For clarity, is the yield stress changing in the material as an effect of the manufacturing process? It may be helpful to include a picture of your model.

If you are interested in modeling the solids as separate pieces with their own material properties, you can use the Scan&Solve Pro Beta version which supports multiple components and materials in a model.


- Will

Will,

The difference in yield strength is guided by the thickness as below:

"Here is the table showing reduction in yield strength based on thickness
Up to 16 mm - 355 Mpa
16 mm < t  ≤ 40 mm -  345 Mpa
40 mm < t  ≤ 63 mm -  335 Mpa
63 mm < t  ≤ 80 mm -  325 Mpa
80 mm < t  ≤ 100 mm -  315 Mpa
100 mm < t  ≤ 150 mm -  295 Mp"

"However the yield strength reduces when you go up in thickness above 16 mm for flat products & hollow sections"

The above applies to welded steel structures made of flat steel, and it is relevant in generic steel construction as well as< house construction. Not sure if it comes from regulations or material suppliers process, or both.
+++
* Stated problem a
In the rows from the line containing "Target: white paper in man's hand" through the last row, inclusive, change every "woman" to "girl" and rewrite only those lines, with everything else unchanged.
These rows are unrelated to the forum thread.

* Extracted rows
+++
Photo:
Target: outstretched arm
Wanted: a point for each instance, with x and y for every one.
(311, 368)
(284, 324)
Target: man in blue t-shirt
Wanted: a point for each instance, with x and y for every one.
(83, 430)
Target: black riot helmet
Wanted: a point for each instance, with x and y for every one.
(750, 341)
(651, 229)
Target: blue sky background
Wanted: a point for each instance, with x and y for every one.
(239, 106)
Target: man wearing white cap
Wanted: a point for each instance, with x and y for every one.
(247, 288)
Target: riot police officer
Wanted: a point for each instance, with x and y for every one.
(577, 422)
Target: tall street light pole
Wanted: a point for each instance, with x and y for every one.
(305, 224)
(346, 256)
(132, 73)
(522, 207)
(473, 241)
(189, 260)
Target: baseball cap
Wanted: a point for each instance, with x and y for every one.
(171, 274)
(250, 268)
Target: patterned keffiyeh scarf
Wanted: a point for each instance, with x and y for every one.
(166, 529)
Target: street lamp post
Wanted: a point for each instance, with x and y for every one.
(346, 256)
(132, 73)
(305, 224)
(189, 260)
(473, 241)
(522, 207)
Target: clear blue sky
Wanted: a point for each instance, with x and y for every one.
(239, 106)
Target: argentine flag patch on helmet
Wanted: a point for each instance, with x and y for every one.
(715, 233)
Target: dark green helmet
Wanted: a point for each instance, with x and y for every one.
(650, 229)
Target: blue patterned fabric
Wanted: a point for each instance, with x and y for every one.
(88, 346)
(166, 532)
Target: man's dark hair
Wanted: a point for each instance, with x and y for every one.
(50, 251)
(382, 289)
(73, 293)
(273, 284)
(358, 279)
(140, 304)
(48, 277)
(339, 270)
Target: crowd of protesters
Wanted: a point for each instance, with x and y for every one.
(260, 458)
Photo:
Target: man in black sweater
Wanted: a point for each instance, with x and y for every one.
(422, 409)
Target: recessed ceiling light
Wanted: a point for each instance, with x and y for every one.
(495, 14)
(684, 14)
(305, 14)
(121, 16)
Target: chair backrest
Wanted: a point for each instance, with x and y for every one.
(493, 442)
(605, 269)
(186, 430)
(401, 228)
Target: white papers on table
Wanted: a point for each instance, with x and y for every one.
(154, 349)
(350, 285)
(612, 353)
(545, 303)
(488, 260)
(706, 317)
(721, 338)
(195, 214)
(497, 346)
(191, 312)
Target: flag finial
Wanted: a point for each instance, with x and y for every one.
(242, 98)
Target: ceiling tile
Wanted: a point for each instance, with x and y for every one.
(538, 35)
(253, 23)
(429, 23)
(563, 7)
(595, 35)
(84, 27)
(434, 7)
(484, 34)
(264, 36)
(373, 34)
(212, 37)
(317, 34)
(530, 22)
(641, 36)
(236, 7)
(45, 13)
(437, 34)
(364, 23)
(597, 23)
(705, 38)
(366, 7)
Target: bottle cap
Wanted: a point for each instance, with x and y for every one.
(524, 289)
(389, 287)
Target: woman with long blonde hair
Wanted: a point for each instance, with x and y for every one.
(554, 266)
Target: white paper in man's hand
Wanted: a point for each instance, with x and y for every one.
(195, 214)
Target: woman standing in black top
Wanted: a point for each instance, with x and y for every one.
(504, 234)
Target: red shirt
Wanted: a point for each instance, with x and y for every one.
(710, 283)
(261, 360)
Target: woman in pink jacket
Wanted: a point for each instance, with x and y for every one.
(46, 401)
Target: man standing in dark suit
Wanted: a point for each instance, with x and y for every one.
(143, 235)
+++
* Stated problem b
According to the forum thread, what yield strength applies to a thickness of up to 16 mm?

* Complete output a
Target: white paper in man's hand
Wanted: a point for each instance, with x and y for every one.
(195, 214)
Target: girl standing in black top
Wanted: a point for each instance, with x and y for every one.
(504, 234)
Target: red shirt
Wanted: a point for each instance, with x and y for every one.
(710, 283)
(261, 360)
Target: girl in pink jacket
Wanted: a point for each instance, with x and y for every one.
(46, 401)
Target: man standing in dark suit
Wanted: a point for each instance, with x and y for every one.
(143, 235)

* Complete output b
355 Mpa